Location identification entries:

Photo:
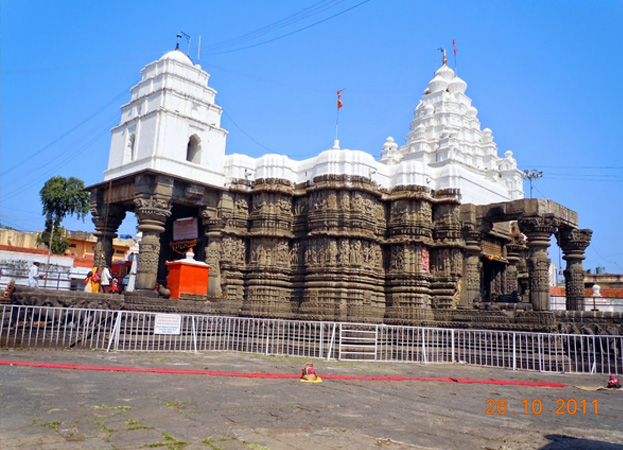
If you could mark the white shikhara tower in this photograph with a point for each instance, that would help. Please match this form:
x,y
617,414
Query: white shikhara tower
x,y
446,146
172,125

> [DIRECTIONS]:
Rewrite the listing with every "shikhara tower" changed to "temple spire" and nothing else altered. Omit the pictures from your answer.

> [SOLUTION]:
Photo:
If you could mark the white temple spire in this photograph with a point for each instance, that would help. Please match this form:
x,y
617,414
Query: white temple spire
x,y
446,146
172,125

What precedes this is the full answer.